## What to work on:
Return, word for word, the stretch of the Tesla excerpt from "The moment you" up to and including "device in my mind.".

Text section start

Tesla: The Life and Times of an Electric Messiah (14 page)

Read Tesla: The Life and Times of an Electric Messiah Online

Authors: Nigel Cawthorne

Tags: #Non-Fiction, #Science, #History, #Biography

The moment you construct a device to carry into practice a crude idea you will find that you will be engrossed with the details and effects of the apparatus. As you go on changing and constructing, you will lose the forces of concentration, and you will lose sight of the great underlying principle. You obtain results, but at the sacrifice of quality. I did not construct. When I got an idea, I started right away to build it up in my mind. I changed the structure, I made improvements, I experimented, and I ran the device in my mind.

Text section end
Entries shown start

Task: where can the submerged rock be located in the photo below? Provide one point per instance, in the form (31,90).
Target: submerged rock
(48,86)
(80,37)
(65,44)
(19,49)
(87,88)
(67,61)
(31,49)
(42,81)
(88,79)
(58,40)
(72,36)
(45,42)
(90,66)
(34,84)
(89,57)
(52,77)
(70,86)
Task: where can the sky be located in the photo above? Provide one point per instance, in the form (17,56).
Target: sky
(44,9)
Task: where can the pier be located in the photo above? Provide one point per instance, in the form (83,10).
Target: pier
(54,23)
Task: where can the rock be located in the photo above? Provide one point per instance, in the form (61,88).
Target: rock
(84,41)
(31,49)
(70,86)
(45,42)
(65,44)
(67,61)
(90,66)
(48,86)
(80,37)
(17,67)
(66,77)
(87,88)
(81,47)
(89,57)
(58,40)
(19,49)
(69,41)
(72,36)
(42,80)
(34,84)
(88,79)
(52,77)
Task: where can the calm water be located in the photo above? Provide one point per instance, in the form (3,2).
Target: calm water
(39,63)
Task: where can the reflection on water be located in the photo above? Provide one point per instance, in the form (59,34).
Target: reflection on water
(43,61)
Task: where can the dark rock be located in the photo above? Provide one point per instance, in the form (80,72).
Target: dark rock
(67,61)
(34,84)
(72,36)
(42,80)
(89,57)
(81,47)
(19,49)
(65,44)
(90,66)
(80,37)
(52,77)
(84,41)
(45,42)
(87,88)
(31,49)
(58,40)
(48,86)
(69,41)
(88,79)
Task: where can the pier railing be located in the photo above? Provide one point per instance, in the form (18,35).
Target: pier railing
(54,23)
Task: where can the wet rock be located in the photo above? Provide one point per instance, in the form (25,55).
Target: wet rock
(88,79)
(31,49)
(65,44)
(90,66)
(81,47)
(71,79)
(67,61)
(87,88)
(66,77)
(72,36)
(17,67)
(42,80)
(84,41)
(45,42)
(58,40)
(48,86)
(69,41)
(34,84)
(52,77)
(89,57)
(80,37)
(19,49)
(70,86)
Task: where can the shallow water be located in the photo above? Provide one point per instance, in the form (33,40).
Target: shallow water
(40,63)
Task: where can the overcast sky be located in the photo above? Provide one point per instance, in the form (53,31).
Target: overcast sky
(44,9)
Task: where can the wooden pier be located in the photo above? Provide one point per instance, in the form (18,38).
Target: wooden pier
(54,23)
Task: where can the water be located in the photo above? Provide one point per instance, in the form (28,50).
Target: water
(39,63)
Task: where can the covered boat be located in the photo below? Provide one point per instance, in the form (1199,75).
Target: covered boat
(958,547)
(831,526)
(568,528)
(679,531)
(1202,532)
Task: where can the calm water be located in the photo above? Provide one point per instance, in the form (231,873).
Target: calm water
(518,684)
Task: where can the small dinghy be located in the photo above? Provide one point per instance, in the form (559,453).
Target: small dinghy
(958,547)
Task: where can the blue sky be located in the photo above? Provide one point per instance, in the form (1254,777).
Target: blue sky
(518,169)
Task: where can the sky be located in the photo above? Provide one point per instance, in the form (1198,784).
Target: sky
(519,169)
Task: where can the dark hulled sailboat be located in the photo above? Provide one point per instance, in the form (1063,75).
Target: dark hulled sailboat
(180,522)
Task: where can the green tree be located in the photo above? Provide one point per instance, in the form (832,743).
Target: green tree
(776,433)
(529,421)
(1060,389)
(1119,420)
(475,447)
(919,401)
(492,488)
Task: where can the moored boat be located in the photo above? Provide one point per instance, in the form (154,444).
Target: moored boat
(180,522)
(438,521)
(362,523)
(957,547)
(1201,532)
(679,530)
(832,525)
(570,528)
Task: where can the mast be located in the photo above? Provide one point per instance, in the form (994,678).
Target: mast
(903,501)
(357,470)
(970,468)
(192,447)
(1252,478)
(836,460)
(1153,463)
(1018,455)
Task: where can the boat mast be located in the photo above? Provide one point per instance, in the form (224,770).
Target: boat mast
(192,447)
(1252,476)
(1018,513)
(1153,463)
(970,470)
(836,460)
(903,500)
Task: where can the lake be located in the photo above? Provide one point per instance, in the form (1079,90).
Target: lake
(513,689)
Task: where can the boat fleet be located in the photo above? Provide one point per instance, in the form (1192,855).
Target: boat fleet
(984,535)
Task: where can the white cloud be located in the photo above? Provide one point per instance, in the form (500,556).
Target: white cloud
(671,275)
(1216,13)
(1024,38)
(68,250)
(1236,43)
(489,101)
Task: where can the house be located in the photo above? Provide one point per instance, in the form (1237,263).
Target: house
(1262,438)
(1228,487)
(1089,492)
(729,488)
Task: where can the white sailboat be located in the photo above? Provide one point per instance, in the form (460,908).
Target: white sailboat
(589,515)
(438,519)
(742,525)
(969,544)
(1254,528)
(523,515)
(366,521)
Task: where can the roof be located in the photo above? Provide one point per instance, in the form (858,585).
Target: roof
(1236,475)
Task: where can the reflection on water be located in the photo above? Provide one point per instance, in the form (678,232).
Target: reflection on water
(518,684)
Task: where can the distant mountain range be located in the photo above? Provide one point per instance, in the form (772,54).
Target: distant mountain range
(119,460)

Entries shown end

## Written answer:
The moment you construct a device to carry into practice a crude idea you will find that you will be engrossed with the details and effects of the apparatus. As you go on changing and constructing, you will lose the forces of concentration, and you will lose sight of the great underlying principle. You obtain results, but at the sacrifice of quality. I did not construct. When I got an idea, I started right away to build it up in my mind. I changed the structure, I made improvements, I experimented, and I ran the device in my mind.